--- AUSGEWÄHLTER AUSZUG ---

§

Es gibt verschiedene Theorien dazu, wie Scheibenpanik entsteht. Ich erkläre hier meinen Ansatz und zeige, wie damit umzugehen ist. Mein Ansatz wird durch verschiedene psychologische Theorien und die Aussagen von anderen Autor*innen, die sich mit der Thematik beschäftigt haben, gestützt.
Mein Standpunkt
Ich denke, dass fast alle traditionellen Schützen früher oder später in ihrer Laufbahn mit dem Schussreflex zu tun haben. Ob nun die eine oder andere Theorie den Schussreflex besser beschreibt, ändert nichts daran, dass er erlebte Realität ist. Fakt ist auch, dass man den Reflex nur schwer dekodieren und verändern kann. Die Theorie über die Entstehung des Reflexes entscheidet jedoch über die Methode, mit der man ihn überwinden will. Unabhängig von der gewählten Methode braucht es viel konsequente Arbeit, um den Reflex zu überwinden.
Ich hoffe, meine Methode hilft allen, die dieses Buch lesen. Ich hoffe, du lässt dieses negative Gefühl hinter dir, wenn dein Körper im Schuss irgendwelche unbeabsichtigten und unkontrollierten Bewegungen macht. Ich hoffe, du findest - so wie ich - die Freude am Schießen wieder.
Ich erläutere später noch, wie ein einmal im Nervensystem angelegter Gedächtnispfad – in diesem Fall leider der Schussreflex – unter Umständen wieder aktiviert wird, wenn er nur die passenden Schlüsselreize erhält. Deswegen musst du dir immer bewusst sein, dass es den Schussreflex gibt und bei jedem Schuss diszipliniert damit umgehen.
Diese Disziplin kann aber zu einer guten Gewohnheit werden, die sich gut anfühlt und deine Wahrnehmung für das schärft, was du gerade tust. Es ist egal, ob es sich dabei um das Schießen handelt oder um andere Lebenssituationen, in den du präsent sein musst.
Viel Freude beim Lesen und viel Freude beim Training.
Jes Lysgaard
Einführung
Ich arbeite mich langsam durch meinen Schussablauf.
Mein Zeigefinger ist genau am Ankerpunkt am Eckzahn – das Zielbild ist fast erfüllt, langsam senke ich den Bogenarm um ein paar Millimeter bis das Zielbild perfekt ist.
Ich habe den Eindruck von Zeitlosigkeit – alles fühlt sich kontrolliert und gut an.
Ich bin in Göteborg und es ist das Jahr 2018 im Spätsommer und ich schieße bei der 3D Europameisterschaft. Zum sechsten Mal bin ich Mitglied der dänischen Nationalmannschaft.

§

--- BEREITGESTELLTE DATEN ---
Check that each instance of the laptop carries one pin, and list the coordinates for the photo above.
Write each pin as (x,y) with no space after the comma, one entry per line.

§

--- ERFORDERLICHE SCHRITTE ---
[1] Beantworten Sie anhand des Auszugs zur Scheibenpanik folgende Fragen:
(a) Wovon hängt die Methode ab, mit der man den Schussreflex überwinden will?
(b) In welcher Stadt und in welchem Jahr findet die im Abschnitt „Einführung“ geschilderte Europameisterschaft statt?
(c) Zum wievielten Mal gehört die erzählende Person der dänischen Nationalmannschaft an?
[2] Führen Sie den Auszug zur Scheibenpanik im Anschluss an seinen letzten Satz weiter.

--- ERGEBNISSE DER ÜBUNG ---
[1]
(a) Von der Theorie über die Entstehung des Reflexes.
(b) In Göteborg im Jahr 2018.
(c) Zum sechsten Mal.

[2]
Zwei Jahre lang hatte ich Probleme mit Scheibenpanik, mit wechselnder Intensität. Durch einen Sturz, bei dem ich mir das Schlüsselbein ausgerenkt habe, entwickelte sich dieser unglückliche Reflex, mit dem ich dann so lange zu tun hatte.
Nur noch ein Millimeter, und der Pfeil steht dort, wo er sein soll. Dann verreiße ich den ganzen Schuss mit meiner Zugschulter, die Zughand fliegt seitlich weg, anstatt schön nach hinten zum Nacken zu gleiten, mein Bogenarm fällt und der Pfeil fliegt über das Ziel hinweg.
Da stand ich, beschämt über diesen schlechten Schuss in Gesellschaft der besten europäischen Schützen. Ich musste auch an meinen Sponsor Falco aus Estland denken, der mich jahrelang unterstützt hatte, mit den besten Bögen und Pfeilen. Was für eine miserable Leistung.
Dann ein einfacher Schuss und eine weitere Fahrkarte! Ich habe Angst, völlig von der Rolle zu kommen und versuche mit all meinen Mitteln und Techniken die Kontrolle zurückzugewinnen.
Bewusste Atmung, positives Selbstgespräch, positive Affirmationen, ja sogar schwedischer Schnupftabak! Aber ich komme einfach nicht zurück in den grünen Bereich, nichts hilft. Einige Schüsse gelingen gut und kontrolliert. Aber in meinem Hinterkopf lauern die schlechten, unkontrollierten Schüsse. Ich kann sie nicht vertreiben.
Jetzt bin ich völlig in der Abwärtsspirale gefangen, ich habe Scheibenpanik, so wie es viele Schützen kennen. Ich hatte es schon erlebt, aber noch nie so heftig wie dieses Mal.